### Data to process ###
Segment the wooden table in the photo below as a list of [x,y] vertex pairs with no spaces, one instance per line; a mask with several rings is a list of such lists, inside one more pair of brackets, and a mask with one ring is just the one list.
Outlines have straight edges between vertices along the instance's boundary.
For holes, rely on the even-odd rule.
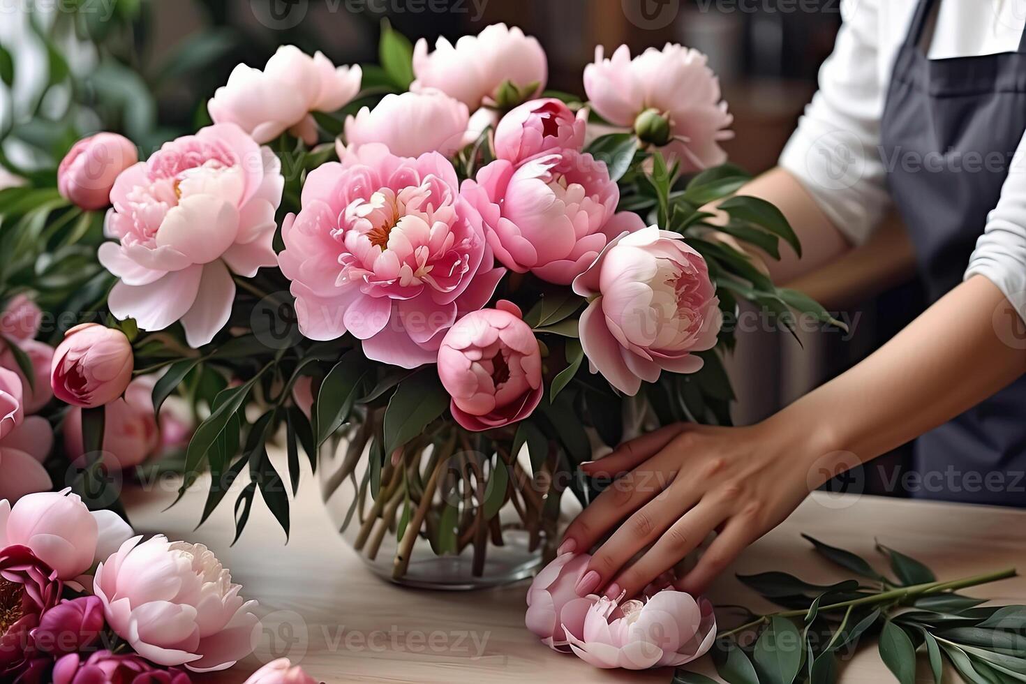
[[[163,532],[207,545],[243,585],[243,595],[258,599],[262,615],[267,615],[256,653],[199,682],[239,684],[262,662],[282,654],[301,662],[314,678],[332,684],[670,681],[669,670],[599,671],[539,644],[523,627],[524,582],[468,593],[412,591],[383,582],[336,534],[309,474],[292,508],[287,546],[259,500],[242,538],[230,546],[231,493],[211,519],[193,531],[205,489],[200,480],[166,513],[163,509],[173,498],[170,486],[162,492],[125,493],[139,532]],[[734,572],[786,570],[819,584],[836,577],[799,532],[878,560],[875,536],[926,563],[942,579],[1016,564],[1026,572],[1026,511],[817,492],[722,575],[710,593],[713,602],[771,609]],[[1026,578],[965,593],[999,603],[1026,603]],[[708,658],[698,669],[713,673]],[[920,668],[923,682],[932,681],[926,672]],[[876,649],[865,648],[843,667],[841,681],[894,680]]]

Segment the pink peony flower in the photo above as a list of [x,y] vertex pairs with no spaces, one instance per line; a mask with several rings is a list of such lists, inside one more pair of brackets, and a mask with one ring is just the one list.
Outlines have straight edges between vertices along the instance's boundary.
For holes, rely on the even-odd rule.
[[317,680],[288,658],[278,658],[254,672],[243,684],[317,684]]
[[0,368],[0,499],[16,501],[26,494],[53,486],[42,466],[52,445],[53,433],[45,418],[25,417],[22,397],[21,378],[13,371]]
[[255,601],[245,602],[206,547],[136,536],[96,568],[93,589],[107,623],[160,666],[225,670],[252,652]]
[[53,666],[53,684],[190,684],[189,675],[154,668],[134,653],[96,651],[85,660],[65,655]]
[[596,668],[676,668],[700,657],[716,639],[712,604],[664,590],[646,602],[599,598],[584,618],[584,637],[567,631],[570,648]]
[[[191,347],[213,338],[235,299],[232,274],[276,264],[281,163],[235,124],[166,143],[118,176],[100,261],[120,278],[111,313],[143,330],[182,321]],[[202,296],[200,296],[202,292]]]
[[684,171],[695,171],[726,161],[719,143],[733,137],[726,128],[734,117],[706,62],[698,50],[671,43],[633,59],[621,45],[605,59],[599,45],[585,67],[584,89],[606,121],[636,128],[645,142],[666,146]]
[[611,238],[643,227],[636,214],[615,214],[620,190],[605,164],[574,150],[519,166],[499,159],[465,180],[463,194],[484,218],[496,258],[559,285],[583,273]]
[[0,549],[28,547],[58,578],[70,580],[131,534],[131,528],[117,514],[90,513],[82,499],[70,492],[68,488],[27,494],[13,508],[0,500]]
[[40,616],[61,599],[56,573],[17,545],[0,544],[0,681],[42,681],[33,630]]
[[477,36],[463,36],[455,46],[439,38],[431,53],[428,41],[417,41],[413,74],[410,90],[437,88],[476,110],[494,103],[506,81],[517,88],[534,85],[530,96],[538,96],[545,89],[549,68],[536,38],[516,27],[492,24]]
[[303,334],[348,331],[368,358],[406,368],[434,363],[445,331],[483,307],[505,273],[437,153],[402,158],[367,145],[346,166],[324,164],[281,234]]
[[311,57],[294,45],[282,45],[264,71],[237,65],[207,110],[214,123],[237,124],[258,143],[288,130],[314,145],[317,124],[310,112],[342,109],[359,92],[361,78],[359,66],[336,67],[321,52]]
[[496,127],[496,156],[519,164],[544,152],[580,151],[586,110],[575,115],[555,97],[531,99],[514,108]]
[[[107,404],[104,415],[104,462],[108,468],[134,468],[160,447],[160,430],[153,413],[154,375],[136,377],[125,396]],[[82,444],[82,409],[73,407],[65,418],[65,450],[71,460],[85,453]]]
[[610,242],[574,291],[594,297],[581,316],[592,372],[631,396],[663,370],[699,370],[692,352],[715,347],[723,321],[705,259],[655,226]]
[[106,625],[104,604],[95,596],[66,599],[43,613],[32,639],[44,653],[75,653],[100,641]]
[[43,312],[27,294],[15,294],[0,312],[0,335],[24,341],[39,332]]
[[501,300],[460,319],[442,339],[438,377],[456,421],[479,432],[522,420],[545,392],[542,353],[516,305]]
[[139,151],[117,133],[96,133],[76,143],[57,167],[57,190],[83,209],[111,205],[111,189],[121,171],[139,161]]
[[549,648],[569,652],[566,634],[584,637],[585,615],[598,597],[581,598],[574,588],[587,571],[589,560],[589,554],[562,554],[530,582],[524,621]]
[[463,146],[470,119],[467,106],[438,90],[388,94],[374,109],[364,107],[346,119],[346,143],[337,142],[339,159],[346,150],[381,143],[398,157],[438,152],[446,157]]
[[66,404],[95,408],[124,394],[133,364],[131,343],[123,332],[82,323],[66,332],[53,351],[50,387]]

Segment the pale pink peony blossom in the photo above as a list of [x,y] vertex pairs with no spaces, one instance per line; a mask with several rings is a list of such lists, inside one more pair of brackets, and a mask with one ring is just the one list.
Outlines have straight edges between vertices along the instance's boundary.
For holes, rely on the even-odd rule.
###
### Data to process ###
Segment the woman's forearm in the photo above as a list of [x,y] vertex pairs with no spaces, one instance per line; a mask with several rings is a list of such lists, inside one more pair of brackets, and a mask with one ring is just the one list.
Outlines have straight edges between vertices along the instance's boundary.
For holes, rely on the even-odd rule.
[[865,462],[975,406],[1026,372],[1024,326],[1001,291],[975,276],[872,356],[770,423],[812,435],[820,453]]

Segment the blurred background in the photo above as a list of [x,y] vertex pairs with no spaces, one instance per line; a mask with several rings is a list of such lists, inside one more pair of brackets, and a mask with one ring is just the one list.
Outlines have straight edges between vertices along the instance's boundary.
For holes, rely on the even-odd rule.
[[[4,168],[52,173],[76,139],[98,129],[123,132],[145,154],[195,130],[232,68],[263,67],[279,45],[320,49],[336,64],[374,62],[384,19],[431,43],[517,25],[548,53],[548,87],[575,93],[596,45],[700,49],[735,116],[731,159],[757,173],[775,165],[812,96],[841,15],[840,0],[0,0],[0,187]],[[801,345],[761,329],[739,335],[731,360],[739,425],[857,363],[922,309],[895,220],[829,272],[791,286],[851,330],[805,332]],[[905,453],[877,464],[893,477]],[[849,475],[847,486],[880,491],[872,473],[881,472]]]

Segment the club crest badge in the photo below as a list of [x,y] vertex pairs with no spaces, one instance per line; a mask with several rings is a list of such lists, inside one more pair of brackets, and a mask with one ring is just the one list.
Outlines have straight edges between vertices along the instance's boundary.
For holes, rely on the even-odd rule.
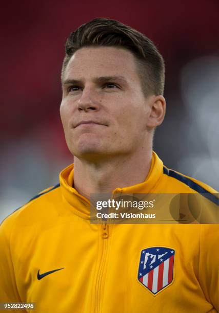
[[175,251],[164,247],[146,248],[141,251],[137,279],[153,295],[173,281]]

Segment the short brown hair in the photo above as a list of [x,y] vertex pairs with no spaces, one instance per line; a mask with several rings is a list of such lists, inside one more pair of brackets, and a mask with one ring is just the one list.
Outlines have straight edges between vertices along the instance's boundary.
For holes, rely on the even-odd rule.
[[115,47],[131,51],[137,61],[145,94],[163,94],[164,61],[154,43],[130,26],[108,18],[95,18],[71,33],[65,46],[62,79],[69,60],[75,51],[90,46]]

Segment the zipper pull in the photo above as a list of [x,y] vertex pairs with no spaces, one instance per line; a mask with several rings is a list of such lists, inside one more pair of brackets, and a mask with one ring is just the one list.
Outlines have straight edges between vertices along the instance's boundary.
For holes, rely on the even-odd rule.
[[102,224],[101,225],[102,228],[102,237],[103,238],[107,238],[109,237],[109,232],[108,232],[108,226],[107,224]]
###
### Data to process ###
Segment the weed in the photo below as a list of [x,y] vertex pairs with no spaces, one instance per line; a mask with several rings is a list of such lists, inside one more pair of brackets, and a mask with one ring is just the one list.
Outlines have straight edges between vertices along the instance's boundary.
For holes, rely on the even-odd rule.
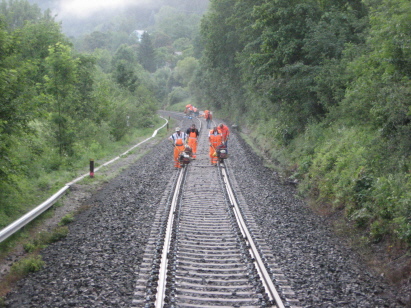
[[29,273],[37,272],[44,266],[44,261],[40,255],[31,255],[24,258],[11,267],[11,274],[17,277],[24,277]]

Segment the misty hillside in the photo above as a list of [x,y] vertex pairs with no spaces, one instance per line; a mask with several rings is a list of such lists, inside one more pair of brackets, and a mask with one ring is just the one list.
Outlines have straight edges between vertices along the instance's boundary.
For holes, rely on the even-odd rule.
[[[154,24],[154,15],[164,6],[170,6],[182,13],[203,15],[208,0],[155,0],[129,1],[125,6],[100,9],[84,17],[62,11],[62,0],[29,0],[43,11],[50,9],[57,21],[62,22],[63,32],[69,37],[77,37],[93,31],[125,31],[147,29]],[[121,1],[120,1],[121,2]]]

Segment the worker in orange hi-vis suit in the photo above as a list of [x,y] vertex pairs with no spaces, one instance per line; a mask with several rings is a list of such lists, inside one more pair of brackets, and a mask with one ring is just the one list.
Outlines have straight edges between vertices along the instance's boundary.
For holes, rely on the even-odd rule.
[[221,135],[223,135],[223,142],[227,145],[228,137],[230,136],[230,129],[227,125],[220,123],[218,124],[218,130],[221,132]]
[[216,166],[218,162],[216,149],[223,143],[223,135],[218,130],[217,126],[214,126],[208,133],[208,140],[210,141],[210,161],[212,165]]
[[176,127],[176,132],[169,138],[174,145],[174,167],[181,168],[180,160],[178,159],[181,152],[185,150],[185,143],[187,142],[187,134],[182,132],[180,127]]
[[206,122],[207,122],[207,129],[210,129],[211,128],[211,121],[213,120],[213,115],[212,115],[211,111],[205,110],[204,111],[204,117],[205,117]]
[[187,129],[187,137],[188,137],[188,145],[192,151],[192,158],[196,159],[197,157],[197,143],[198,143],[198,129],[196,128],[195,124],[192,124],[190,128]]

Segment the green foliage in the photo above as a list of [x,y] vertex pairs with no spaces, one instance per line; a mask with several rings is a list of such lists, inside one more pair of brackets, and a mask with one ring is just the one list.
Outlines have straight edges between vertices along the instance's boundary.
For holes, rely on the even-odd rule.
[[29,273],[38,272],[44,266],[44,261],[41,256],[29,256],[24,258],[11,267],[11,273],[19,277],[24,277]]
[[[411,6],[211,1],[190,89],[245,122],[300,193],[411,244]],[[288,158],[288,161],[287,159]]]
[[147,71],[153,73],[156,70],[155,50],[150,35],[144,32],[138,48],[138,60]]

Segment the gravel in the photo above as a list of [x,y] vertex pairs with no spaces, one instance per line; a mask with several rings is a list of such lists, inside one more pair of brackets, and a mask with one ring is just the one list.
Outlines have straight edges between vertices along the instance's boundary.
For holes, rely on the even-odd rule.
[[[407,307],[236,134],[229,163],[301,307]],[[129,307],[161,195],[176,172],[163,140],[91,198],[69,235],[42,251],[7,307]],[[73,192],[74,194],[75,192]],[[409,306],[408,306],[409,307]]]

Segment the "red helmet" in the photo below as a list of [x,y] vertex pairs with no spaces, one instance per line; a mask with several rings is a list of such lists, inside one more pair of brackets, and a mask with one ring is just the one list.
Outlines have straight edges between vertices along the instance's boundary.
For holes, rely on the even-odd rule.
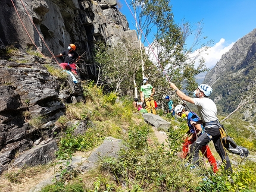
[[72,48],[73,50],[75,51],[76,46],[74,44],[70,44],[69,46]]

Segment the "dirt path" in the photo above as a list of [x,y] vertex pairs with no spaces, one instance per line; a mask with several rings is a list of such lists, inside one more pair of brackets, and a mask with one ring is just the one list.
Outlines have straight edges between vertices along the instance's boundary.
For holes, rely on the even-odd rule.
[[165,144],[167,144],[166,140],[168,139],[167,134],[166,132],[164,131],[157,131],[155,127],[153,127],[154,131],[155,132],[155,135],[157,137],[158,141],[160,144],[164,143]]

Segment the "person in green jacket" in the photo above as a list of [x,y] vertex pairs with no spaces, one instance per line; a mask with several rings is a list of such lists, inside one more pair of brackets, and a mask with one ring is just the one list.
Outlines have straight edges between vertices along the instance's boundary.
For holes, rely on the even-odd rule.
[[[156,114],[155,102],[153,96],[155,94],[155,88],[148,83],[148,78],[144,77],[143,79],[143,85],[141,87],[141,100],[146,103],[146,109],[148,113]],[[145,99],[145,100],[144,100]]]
###
**What is asked**
Count the lines in the three blocks that contain the word "pink", and reply with only that number.

**Result for this task**
2